_Given problem 1_.
Write out the part of the UTF-8s post between "Previous message: Jungshik" and "with UCS-2 logic.", inclusive, copying it word for word.

_Page text_.
RE: ISO vs Unicode UTF-8 (was RE: UTF-8 signature in web and email)

From: Carl W. Brown (cbrown@xnetinc.com)
Date: Tue May 29 2001 - 18:02:28 EDT

Next message: Jungshik Shin: "RE: Term Asian is not used properly on Computers and NET"
Previous message: Jungshik Shin: "RE: Term Asian is not used properly on Computers and NET"
In reply to: Kenneth Whistler: "Re: ISO vs Unicode UTF-8 (was RE: UTF-8 signature in web and email)"
Next in thread: Kenneth Whistler: "RE: ISO vs Unicode UTF-8 (was RE: UTF-8 signature in web and email)"
Messages sorted by: [ date ] [ thread ] [ subject ] [ author ] [ attachment ]
Mail actions: [ respond to this message ] [ mail a new topic ]

Ken,

UTF-8s is essentially a way to ignore surrogate processing. It allows a
company to encode UTF-16 with UCS-2 logic.

The problem is that by not implementing surrogate support you can introduce
subtle errors. For example it is common to break buffers apart into
segments. These segments may be reconcatinated but they may be processed
individually.

For example if you break a buffer apart and translate each segment to a code
page what happens when you break a non-plane 0 character into two UTF-8s
encoded surrogates and break the buffer segment between the two surrogates.
You buffer will contain an incomplete character.

The applications will find intermittent translations failures that may be
very hard to isolate.

The code to insure that the two UTF-8s surrogate characters stay together
could be more than it takes to process UTF-16. It is certainly harder to
Q.A. such software.

Carl

-----Original Message-----
From: unicode-bounce@unicode.org [mailto:unicode-bounce@unicode.org]On
Behalf Of Kenneth Whistler
Sent: Tuesday, May 29, 2001 11:18 AM
To: DougEwell2@cs.com
Cc: unicode@unicode.org; kenw@sybase.com
Subject: Re: ISO vs Unicode UTF-8 (was RE: UTF-8 signature in web and
email)

Doug wrote:

> UTF-8 and UTF-32 should absolutely not be similarly hacked to maintain
some
> sort of bizarre "compatibility" with the binary sorting order of UTF-16.

_Given problem 2_.
Extract each line of the listing below that contains the word "walking".

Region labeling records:

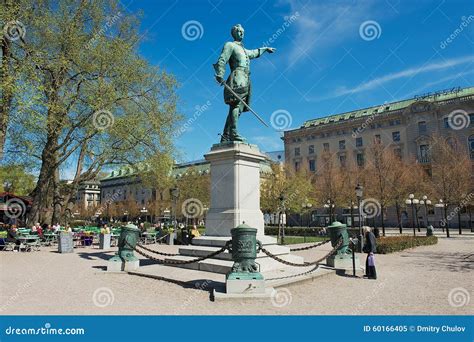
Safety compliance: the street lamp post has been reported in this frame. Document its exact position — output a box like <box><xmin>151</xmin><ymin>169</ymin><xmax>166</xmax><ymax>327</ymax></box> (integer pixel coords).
<box><xmin>140</xmin><ymin>207</ymin><xmax>148</xmax><ymax>222</ymax></box>
<box><xmin>323</xmin><ymin>199</ymin><xmax>335</xmax><ymax>225</ymax></box>
<box><xmin>303</xmin><ymin>202</ymin><xmax>313</xmax><ymax>242</ymax></box>
<box><xmin>435</xmin><ymin>199</ymin><xmax>449</xmax><ymax>237</ymax></box>
<box><xmin>420</xmin><ymin>195</ymin><xmax>431</xmax><ymax>228</ymax></box>
<box><xmin>355</xmin><ymin>183</ymin><xmax>364</xmax><ymax>252</ymax></box>
<box><xmin>170</xmin><ymin>187</ymin><xmax>179</xmax><ymax>229</ymax></box>
<box><xmin>405</xmin><ymin>194</ymin><xmax>420</xmax><ymax>236</ymax></box>
<box><xmin>278</xmin><ymin>193</ymin><xmax>286</xmax><ymax>245</ymax></box>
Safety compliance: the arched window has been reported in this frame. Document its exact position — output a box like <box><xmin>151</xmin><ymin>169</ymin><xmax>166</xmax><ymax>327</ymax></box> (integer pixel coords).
<box><xmin>469</xmin><ymin>135</ymin><xmax>474</xmax><ymax>159</ymax></box>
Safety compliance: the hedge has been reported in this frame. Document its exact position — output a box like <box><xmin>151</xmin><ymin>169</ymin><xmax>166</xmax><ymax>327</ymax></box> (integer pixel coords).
<box><xmin>265</xmin><ymin>227</ymin><xmax>321</xmax><ymax>236</ymax></box>
<box><xmin>377</xmin><ymin>235</ymin><xmax>438</xmax><ymax>254</ymax></box>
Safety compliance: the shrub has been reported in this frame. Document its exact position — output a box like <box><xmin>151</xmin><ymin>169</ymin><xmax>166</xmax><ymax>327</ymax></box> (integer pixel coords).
<box><xmin>377</xmin><ymin>235</ymin><xmax>438</xmax><ymax>254</ymax></box>
<box><xmin>69</xmin><ymin>220</ymin><xmax>86</xmax><ymax>228</ymax></box>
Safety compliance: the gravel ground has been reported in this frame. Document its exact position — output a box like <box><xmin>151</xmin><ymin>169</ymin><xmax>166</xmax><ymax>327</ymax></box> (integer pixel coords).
<box><xmin>0</xmin><ymin>233</ymin><xmax>474</xmax><ymax>315</ymax></box>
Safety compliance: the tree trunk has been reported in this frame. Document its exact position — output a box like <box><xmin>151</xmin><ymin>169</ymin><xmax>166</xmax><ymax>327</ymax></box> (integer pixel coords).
<box><xmin>458</xmin><ymin>204</ymin><xmax>462</xmax><ymax>235</ymax></box>
<box><xmin>380</xmin><ymin>204</ymin><xmax>385</xmax><ymax>236</ymax></box>
<box><xmin>0</xmin><ymin>35</ymin><xmax>13</xmax><ymax>161</ymax></box>
<box><xmin>395</xmin><ymin>201</ymin><xmax>403</xmax><ymax>234</ymax></box>
<box><xmin>51</xmin><ymin>168</ymin><xmax>63</xmax><ymax>224</ymax></box>
<box><xmin>444</xmin><ymin>204</ymin><xmax>449</xmax><ymax>237</ymax></box>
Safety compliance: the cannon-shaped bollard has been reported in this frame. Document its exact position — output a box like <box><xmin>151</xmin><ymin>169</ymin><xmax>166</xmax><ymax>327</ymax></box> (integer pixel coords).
<box><xmin>226</xmin><ymin>223</ymin><xmax>265</xmax><ymax>294</ymax></box>
<box><xmin>107</xmin><ymin>224</ymin><xmax>140</xmax><ymax>272</ymax></box>
<box><xmin>326</xmin><ymin>221</ymin><xmax>360</xmax><ymax>270</ymax></box>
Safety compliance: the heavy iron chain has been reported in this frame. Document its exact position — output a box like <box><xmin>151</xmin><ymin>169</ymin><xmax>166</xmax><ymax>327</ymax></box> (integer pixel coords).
<box><xmin>125</xmin><ymin>242</ymin><xmax>229</xmax><ymax>265</ymax></box>
<box><xmin>261</xmin><ymin>238</ymin><xmax>343</xmax><ymax>267</ymax></box>
<box><xmin>290</xmin><ymin>239</ymin><xmax>331</xmax><ymax>252</ymax></box>
<box><xmin>137</xmin><ymin>243</ymin><xmax>180</xmax><ymax>256</ymax></box>
<box><xmin>266</xmin><ymin>239</ymin><xmax>342</xmax><ymax>281</ymax></box>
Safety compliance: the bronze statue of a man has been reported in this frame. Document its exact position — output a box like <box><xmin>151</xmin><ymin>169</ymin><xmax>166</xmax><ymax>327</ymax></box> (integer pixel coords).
<box><xmin>214</xmin><ymin>24</ymin><xmax>275</xmax><ymax>142</ymax></box>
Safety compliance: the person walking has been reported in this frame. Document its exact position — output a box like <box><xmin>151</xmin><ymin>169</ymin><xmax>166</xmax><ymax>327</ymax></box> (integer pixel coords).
<box><xmin>362</xmin><ymin>226</ymin><xmax>377</xmax><ymax>279</ymax></box>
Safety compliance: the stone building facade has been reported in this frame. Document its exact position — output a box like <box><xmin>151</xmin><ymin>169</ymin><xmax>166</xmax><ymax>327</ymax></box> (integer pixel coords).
<box><xmin>283</xmin><ymin>87</ymin><xmax>474</xmax><ymax>225</ymax></box>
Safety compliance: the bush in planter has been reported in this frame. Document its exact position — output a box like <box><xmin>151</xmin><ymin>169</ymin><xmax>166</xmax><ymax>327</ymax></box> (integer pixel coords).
<box><xmin>377</xmin><ymin>235</ymin><xmax>438</xmax><ymax>254</ymax></box>
<box><xmin>265</xmin><ymin>227</ymin><xmax>321</xmax><ymax>236</ymax></box>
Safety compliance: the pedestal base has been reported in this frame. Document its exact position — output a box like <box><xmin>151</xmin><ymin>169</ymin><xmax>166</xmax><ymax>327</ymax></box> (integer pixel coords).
<box><xmin>204</xmin><ymin>142</ymin><xmax>265</xmax><ymax>237</ymax></box>
<box><xmin>226</xmin><ymin>273</ymin><xmax>265</xmax><ymax>294</ymax></box>
<box><xmin>326</xmin><ymin>255</ymin><xmax>360</xmax><ymax>270</ymax></box>
<box><xmin>107</xmin><ymin>257</ymin><xmax>140</xmax><ymax>272</ymax></box>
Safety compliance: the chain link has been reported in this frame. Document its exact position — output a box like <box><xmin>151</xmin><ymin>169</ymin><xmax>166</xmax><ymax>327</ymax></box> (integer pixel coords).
<box><xmin>261</xmin><ymin>238</ymin><xmax>343</xmax><ymax>267</ymax></box>
<box><xmin>137</xmin><ymin>243</ymin><xmax>180</xmax><ymax>256</ymax></box>
<box><xmin>125</xmin><ymin>242</ymin><xmax>228</xmax><ymax>265</ymax></box>
<box><xmin>290</xmin><ymin>239</ymin><xmax>331</xmax><ymax>252</ymax></box>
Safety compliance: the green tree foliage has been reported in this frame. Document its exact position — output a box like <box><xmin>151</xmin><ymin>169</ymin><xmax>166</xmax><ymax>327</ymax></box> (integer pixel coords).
<box><xmin>2</xmin><ymin>0</ymin><xmax>179</xmax><ymax>221</ymax></box>
<box><xmin>0</xmin><ymin>165</ymin><xmax>35</xmax><ymax>196</ymax></box>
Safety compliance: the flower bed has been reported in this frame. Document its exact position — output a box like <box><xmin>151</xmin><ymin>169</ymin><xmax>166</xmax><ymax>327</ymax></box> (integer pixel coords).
<box><xmin>377</xmin><ymin>235</ymin><xmax>438</xmax><ymax>254</ymax></box>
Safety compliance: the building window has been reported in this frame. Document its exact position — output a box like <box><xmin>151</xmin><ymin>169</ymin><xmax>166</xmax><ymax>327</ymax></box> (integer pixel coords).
<box><xmin>418</xmin><ymin>121</ymin><xmax>427</xmax><ymax>134</ymax></box>
<box><xmin>469</xmin><ymin>135</ymin><xmax>474</xmax><ymax>160</ymax></box>
<box><xmin>393</xmin><ymin>148</ymin><xmax>402</xmax><ymax>159</ymax></box>
<box><xmin>420</xmin><ymin>145</ymin><xmax>430</xmax><ymax>163</ymax></box>
<box><xmin>339</xmin><ymin>155</ymin><xmax>346</xmax><ymax>167</ymax></box>
<box><xmin>443</xmin><ymin>117</ymin><xmax>451</xmax><ymax>128</ymax></box>
<box><xmin>392</xmin><ymin>132</ymin><xmax>400</xmax><ymax>142</ymax></box>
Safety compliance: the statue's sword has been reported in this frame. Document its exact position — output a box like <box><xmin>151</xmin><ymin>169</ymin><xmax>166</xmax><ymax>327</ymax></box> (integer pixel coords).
<box><xmin>221</xmin><ymin>81</ymin><xmax>269</xmax><ymax>127</ymax></box>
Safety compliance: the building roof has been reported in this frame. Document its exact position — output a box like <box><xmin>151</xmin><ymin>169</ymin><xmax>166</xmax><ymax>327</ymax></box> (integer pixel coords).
<box><xmin>301</xmin><ymin>87</ymin><xmax>474</xmax><ymax>128</ymax></box>
<box><xmin>101</xmin><ymin>159</ymin><xmax>272</xmax><ymax>181</ymax></box>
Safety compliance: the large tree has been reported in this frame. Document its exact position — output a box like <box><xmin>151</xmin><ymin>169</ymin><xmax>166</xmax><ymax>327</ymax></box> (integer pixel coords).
<box><xmin>2</xmin><ymin>0</ymin><xmax>179</xmax><ymax>221</ymax></box>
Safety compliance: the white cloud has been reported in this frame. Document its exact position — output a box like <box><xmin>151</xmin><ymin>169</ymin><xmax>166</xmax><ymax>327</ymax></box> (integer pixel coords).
<box><xmin>312</xmin><ymin>55</ymin><xmax>474</xmax><ymax>101</ymax></box>
<box><xmin>332</xmin><ymin>56</ymin><xmax>474</xmax><ymax>97</ymax></box>
<box><xmin>287</xmin><ymin>0</ymin><xmax>376</xmax><ymax>63</ymax></box>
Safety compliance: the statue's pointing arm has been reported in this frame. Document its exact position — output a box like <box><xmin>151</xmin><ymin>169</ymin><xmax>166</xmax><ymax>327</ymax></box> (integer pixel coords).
<box><xmin>245</xmin><ymin>47</ymin><xmax>275</xmax><ymax>59</ymax></box>
<box><xmin>213</xmin><ymin>42</ymin><xmax>232</xmax><ymax>82</ymax></box>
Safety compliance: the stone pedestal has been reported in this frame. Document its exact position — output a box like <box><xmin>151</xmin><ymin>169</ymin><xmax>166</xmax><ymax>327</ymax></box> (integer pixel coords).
<box><xmin>204</xmin><ymin>142</ymin><xmax>265</xmax><ymax>238</ymax></box>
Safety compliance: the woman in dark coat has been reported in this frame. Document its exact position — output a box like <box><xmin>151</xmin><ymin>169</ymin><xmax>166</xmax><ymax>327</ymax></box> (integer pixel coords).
<box><xmin>363</xmin><ymin>227</ymin><xmax>377</xmax><ymax>279</ymax></box>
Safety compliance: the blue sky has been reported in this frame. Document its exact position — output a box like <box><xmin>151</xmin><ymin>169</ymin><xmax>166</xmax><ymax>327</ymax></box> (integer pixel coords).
<box><xmin>122</xmin><ymin>0</ymin><xmax>474</xmax><ymax>161</ymax></box>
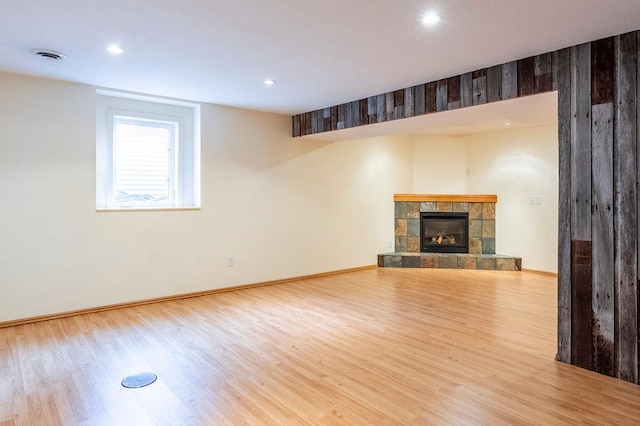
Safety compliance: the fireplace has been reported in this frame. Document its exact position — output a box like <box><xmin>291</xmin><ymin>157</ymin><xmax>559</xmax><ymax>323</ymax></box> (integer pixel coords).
<box><xmin>420</xmin><ymin>212</ymin><xmax>469</xmax><ymax>253</ymax></box>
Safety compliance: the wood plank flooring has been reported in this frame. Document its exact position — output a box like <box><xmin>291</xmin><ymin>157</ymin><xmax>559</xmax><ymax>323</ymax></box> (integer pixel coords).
<box><xmin>0</xmin><ymin>268</ymin><xmax>640</xmax><ymax>426</ymax></box>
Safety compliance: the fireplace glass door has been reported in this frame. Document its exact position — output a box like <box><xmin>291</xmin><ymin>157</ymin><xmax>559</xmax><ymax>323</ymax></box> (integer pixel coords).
<box><xmin>420</xmin><ymin>213</ymin><xmax>469</xmax><ymax>253</ymax></box>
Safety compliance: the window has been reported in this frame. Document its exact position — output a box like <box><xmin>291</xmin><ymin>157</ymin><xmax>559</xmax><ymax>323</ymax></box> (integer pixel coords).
<box><xmin>96</xmin><ymin>91</ymin><xmax>200</xmax><ymax>210</ymax></box>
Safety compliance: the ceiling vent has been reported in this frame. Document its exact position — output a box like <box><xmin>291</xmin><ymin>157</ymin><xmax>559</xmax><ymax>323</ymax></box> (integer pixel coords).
<box><xmin>29</xmin><ymin>49</ymin><xmax>67</xmax><ymax>61</ymax></box>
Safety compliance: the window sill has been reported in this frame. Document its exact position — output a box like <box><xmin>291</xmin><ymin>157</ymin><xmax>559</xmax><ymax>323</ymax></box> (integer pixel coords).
<box><xmin>96</xmin><ymin>206</ymin><xmax>200</xmax><ymax>213</ymax></box>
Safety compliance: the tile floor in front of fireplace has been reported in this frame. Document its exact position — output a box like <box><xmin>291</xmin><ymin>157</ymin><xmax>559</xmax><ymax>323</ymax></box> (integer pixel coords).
<box><xmin>378</xmin><ymin>252</ymin><xmax>522</xmax><ymax>271</ymax></box>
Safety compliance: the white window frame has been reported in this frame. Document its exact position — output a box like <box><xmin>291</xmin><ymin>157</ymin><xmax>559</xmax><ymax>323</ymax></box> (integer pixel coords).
<box><xmin>96</xmin><ymin>90</ymin><xmax>200</xmax><ymax>211</ymax></box>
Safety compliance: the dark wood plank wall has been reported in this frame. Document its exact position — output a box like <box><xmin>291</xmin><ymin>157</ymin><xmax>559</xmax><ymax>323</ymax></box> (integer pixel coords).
<box><xmin>293</xmin><ymin>31</ymin><xmax>640</xmax><ymax>383</ymax></box>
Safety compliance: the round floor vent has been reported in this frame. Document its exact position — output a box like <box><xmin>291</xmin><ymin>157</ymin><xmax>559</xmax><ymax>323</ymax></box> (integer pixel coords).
<box><xmin>122</xmin><ymin>373</ymin><xmax>158</xmax><ymax>389</ymax></box>
<box><xmin>29</xmin><ymin>49</ymin><xmax>67</xmax><ymax>61</ymax></box>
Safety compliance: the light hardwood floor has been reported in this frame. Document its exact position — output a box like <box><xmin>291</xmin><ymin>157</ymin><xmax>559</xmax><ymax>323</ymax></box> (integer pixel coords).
<box><xmin>0</xmin><ymin>268</ymin><xmax>640</xmax><ymax>426</ymax></box>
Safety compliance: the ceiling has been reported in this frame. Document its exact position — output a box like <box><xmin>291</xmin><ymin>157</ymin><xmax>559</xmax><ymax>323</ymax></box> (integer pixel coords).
<box><xmin>0</xmin><ymin>0</ymin><xmax>640</xmax><ymax>115</ymax></box>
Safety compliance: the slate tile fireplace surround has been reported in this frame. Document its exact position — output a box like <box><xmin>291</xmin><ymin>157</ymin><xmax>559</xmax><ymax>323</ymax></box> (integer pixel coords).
<box><xmin>378</xmin><ymin>194</ymin><xmax>522</xmax><ymax>271</ymax></box>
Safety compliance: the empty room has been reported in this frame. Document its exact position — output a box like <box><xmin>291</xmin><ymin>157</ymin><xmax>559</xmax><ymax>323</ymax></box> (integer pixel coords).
<box><xmin>0</xmin><ymin>0</ymin><xmax>640</xmax><ymax>426</ymax></box>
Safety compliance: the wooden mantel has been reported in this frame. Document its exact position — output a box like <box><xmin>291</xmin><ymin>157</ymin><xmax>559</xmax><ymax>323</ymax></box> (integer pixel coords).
<box><xmin>393</xmin><ymin>194</ymin><xmax>498</xmax><ymax>203</ymax></box>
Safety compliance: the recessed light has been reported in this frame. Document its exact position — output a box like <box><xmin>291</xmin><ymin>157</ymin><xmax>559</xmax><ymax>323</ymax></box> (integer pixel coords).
<box><xmin>107</xmin><ymin>44</ymin><xmax>124</xmax><ymax>55</ymax></box>
<box><xmin>422</xmin><ymin>12</ymin><xmax>442</xmax><ymax>25</ymax></box>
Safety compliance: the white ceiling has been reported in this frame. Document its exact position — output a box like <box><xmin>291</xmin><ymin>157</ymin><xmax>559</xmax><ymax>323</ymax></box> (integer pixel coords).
<box><xmin>0</xmin><ymin>0</ymin><xmax>640</xmax><ymax>114</ymax></box>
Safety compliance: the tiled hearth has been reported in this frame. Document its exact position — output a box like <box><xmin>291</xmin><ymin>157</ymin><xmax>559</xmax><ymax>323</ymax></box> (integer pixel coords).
<box><xmin>378</xmin><ymin>194</ymin><xmax>522</xmax><ymax>271</ymax></box>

_Final result 1_.
Previous message: Jungshik Shin: "RE: Term Asian is not used properly on Computers and NET"
In reply to: Kenneth Whistler: "Re: ISO vs Unicode UTF-8 (was RE: UTF-8 signature in web and email)"
Next in thread: Kenneth Whistler: "RE: ISO vs Unicode UTF-8 (was RE: UTF-8 signature in web and email)"
Messages sorted by: [ date ] [ thread ] [ subject ] [ author ] [ attachment ]
Mail actions: [ respond to this message ] [ mail a new topic ]

Ken,

UTF-8s is essentially a way to ignore surrogate processing. It allows a
company to encode UTF-16 with UCS-2 logic.

_Final result 2_.
Safety compliance: the person walking has been reported in this frame. Document its exact position — output a box like <box><xmin>151</xmin><ymin>169</ymin><xmax>166</xmax><ymax>327</ymax></box> (integer pixel coords).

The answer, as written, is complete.